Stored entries
....
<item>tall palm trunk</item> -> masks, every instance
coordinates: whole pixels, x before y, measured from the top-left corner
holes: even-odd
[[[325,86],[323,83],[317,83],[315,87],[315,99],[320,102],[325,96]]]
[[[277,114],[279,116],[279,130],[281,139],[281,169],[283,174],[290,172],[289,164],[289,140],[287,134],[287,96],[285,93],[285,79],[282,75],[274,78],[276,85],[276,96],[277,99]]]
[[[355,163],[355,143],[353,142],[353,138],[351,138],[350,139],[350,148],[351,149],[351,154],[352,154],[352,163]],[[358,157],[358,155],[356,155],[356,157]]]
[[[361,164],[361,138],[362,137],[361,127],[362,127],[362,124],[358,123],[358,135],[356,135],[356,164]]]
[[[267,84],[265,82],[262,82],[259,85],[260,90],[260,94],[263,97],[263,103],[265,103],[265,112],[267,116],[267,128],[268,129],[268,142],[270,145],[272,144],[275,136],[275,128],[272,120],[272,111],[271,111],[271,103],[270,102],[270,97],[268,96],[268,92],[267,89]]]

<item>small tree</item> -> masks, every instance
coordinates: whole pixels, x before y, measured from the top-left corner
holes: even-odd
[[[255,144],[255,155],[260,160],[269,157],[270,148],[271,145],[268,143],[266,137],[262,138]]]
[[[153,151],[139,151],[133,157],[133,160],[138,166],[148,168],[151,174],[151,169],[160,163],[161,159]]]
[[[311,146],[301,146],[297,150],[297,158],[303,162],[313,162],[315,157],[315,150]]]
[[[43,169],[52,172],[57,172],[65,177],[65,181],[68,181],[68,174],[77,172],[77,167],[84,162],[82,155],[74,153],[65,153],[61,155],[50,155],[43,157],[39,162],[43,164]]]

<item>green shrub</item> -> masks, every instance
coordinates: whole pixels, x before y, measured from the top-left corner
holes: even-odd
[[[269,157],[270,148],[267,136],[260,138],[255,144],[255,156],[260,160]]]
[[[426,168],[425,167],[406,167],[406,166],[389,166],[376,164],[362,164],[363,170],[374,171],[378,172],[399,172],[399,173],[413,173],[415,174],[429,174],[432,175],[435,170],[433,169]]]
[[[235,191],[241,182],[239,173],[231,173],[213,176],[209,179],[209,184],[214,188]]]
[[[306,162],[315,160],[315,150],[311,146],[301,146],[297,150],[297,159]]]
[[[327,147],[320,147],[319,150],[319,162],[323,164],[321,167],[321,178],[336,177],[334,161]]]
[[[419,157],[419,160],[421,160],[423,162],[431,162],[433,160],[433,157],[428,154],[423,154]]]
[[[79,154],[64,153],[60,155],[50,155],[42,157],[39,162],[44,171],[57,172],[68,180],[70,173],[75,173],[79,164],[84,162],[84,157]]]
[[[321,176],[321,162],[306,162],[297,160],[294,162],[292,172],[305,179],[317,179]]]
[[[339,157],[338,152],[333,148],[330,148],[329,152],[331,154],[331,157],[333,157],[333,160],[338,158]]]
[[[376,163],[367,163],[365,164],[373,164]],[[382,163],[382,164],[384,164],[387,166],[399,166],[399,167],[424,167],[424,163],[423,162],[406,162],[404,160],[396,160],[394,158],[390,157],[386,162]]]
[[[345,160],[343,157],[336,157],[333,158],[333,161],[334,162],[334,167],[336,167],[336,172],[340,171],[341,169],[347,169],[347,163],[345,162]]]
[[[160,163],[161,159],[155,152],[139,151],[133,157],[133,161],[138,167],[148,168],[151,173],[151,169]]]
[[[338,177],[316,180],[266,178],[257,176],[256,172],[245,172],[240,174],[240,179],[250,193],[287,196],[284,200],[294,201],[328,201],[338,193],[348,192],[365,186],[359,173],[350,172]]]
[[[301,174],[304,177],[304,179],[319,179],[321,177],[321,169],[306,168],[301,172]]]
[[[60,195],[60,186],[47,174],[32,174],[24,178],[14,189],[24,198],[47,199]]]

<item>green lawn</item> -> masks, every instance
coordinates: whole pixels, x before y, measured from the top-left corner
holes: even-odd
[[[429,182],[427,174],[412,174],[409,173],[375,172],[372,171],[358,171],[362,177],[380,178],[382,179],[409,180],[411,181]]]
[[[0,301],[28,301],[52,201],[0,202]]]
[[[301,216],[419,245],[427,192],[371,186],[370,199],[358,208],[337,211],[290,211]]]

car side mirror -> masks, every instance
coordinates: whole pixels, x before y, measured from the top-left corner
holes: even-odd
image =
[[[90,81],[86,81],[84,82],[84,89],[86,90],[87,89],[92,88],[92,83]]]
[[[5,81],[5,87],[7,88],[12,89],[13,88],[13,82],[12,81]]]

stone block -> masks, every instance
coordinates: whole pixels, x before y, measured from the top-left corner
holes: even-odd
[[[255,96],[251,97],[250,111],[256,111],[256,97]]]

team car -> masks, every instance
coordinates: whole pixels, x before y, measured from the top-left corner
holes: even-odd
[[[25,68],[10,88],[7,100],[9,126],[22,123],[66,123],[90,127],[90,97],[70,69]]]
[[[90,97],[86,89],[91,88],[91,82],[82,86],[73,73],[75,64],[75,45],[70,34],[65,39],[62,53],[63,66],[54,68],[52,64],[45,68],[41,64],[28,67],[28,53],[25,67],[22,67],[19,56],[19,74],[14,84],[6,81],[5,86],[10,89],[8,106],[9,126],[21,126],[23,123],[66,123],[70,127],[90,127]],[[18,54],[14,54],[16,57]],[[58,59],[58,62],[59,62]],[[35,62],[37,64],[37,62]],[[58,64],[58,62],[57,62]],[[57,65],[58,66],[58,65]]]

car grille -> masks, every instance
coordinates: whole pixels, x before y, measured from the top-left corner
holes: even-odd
....
• _Your objective_
Rewrite the stored entries above as a numbered list, skipping any blank lines.

• _Solution to the problem_
1. <item>tall palm trunk</item> -> masks, every instance
2. coordinates: whole pixels, x before y, measured from the top-left corner
3. holes: even-odd
4. [[[325,86],[323,83],[317,83],[315,87],[315,99],[320,102],[325,96]]]
5. [[[277,114],[279,116],[279,130],[281,139],[281,169],[283,174],[290,172],[289,164],[289,140],[287,134],[287,96],[285,93],[285,79],[282,75],[274,78],[276,85],[276,96],[277,99]]]
6. [[[355,163],[355,143],[353,142],[353,138],[351,138],[350,139],[350,148],[351,149],[351,154],[352,154],[352,163]],[[358,157],[358,155],[356,155],[356,157]]]
7. [[[361,164],[361,138],[362,137],[361,127],[362,127],[362,124],[358,123],[358,135],[356,135],[356,164]]]
8. [[[267,84],[265,82],[262,82],[259,85],[260,90],[260,94],[263,97],[263,103],[265,103],[265,112],[267,116],[267,128],[268,129],[268,142],[270,145],[272,144],[275,136],[275,128],[272,120],[272,111],[271,111],[271,103],[270,102],[270,97],[268,96],[268,92],[267,89]]]
9. <item>small tree</item> -> masks, every instance
10. coordinates: whole pixels, x before y, measured from the top-left corner
11. holes: even-odd
12. [[[255,144],[255,155],[260,160],[269,157],[270,148],[271,145],[268,143],[266,137],[262,138]]]
13. [[[153,151],[139,151],[133,157],[133,160],[138,166],[148,168],[151,174],[151,169],[160,163],[161,159]]]
14. [[[311,146],[301,146],[297,150],[297,158],[303,162],[313,162],[315,157],[315,150]]]
15. [[[43,169],[52,172],[57,172],[65,177],[65,181],[68,181],[68,174],[77,172],[77,167],[84,162],[82,155],[74,153],[65,153],[61,155],[50,155],[43,157],[39,162],[43,164]]]
16. <item>green shrub</item> -> masks, every instance
17. coordinates: whole pixels, x before y, measured from the top-left corner
18. holes: even-odd
19. [[[269,157],[270,148],[267,136],[260,138],[255,144],[255,156],[260,160]]]
20. [[[426,168],[425,167],[406,167],[406,166],[389,166],[376,164],[362,164],[363,170],[374,171],[378,172],[399,172],[399,173],[413,173],[415,174],[429,174],[432,175],[435,170],[433,169]]]
21. [[[235,191],[241,182],[239,173],[231,173],[213,176],[209,179],[209,184],[214,188]]]
22. [[[306,162],[315,160],[315,150],[311,146],[301,146],[297,150],[297,159]]]
23. [[[327,147],[320,147],[319,150],[319,162],[323,164],[321,167],[321,178],[336,177],[334,161]]]
24. [[[419,157],[419,160],[421,160],[423,162],[431,162],[433,160],[433,157],[428,154],[423,154]]]
25. [[[79,154],[64,153],[60,155],[50,155],[42,157],[39,162],[44,171],[57,172],[68,180],[70,173],[75,173],[79,164],[84,162],[84,157]]]
26. [[[321,176],[321,162],[306,162],[297,160],[294,162],[292,172],[305,179],[317,179]]]
27. [[[339,157],[338,152],[333,148],[330,148],[329,152],[331,154],[331,157],[333,157],[333,160],[338,158]]]
28. [[[376,163],[367,163],[365,164],[373,164]],[[382,163],[382,164],[384,164],[387,166],[399,166],[399,167],[424,167],[424,163],[423,162],[406,162],[404,160],[396,160],[394,158],[390,157],[386,162]]]
29. [[[345,160],[343,157],[336,157],[333,158],[333,161],[334,162],[334,167],[336,167],[336,172],[340,171],[341,169],[347,169],[347,163],[345,162]]]
30. [[[160,163],[161,159],[155,152],[139,151],[133,157],[133,161],[138,167],[148,168],[151,173],[151,169]]]
31. [[[338,177],[316,180],[266,178],[257,176],[256,172],[245,172],[240,174],[240,179],[250,193],[287,196],[284,200],[294,201],[328,201],[338,193],[348,192],[365,186],[359,173],[350,172]]]
32. [[[301,174],[304,177],[304,179],[319,179],[321,177],[321,169],[306,168],[301,172]]]
33. [[[60,195],[60,186],[47,174],[32,174],[24,178],[14,189],[24,198],[47,199]]]
34. <item>green lawn</item> -> masks, every instance
35. coordinates: whole pixels, x before y, measured from the top-left corner
36. holes: even-odd
37. [[[429,182],[427,174],[412,174],[409,173],[375,172],[372,171],[358,171],[362,177],[380,178],[382,179],[409,180],[411,181]]]
38. [[[0,301],[28,301],[52,201],[0,202]]]
39. [[[301,216],[419,245],[427,192],[371,186],[370,199],[358,208],[337,211],[290,211]]]
40. car side mirror -> masks, every instance
41. coordinates: whole pixels, x before y, measured from the top-left corner
42. holes: even-odd
43. image =
44. [[[90,81],[86,81],[84,82],[84,89],[86,90],[87,89],[92,88],[92,83]]]
45. [[[5,81],[5,87],[7,88],[12,89],[13,88],[13,82],[12,81]]]
46. stone block -> masks, every instance
47. coordinates: whole pixels, x before y, measured from the top-left corner
48. holes: even-odd
49. [[[255,96],[251,97],[250,111],[256,111],[256,97]]]
50. team car -> masks, every instance
51. coordinates: whole pixels, x before y, measured from the top-left corner
52. holes: even-odd
53. [[[25,68],[10,88],[7,100],[9,126],[22,123],[66,123],[90,127],[90,97],[70,69]]]
54. [[[90,97],[86,89],[91,88],[91,82],[82,86],[73,73],[75,64],[75,45],[70,34],[65,39],[62,53],[63,66],[54,68],[52,64],[45,68],[41,64],[28,67],[28,53],[25,67],[22,67],[19,56],[19,74],[14,84],[6,81],[5,86],[10,89],[8,106],[9,126],[21,126],[23,123],[66,123],[70,127],[90,127]],[[18,54],[14,54],[16,57]],[[58,59],[58,62],[59,62]],[[35,62],[37,64],[37,62]],[[58,64],[58,62],[57,62]],[[57,65],[58,66],[58,65]]]
55. car grille -> masks, every instance
56. coordinates: whole pixels, x before y, measured from the top-left corner
57. holes: even-odd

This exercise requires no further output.